Direction » Write out the text of the data below word for word, leaving out the pictures.

Entries supplied »
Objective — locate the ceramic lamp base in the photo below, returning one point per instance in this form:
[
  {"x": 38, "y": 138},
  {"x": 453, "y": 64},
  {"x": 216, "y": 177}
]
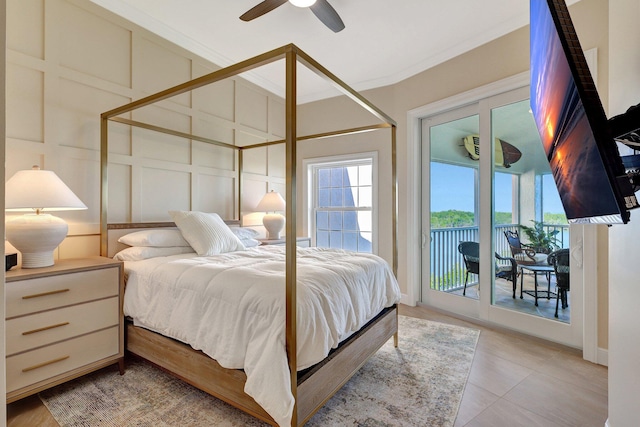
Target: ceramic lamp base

Task output »
Objective — locate the ceramic lamp base in the photo below, returning one point per instance in this form:
[
  {"x": 38, "y": 138},
  {"x": 453, "y": 64},
  {"x": 216, "y": 177}
]
Target: ceramic lamp base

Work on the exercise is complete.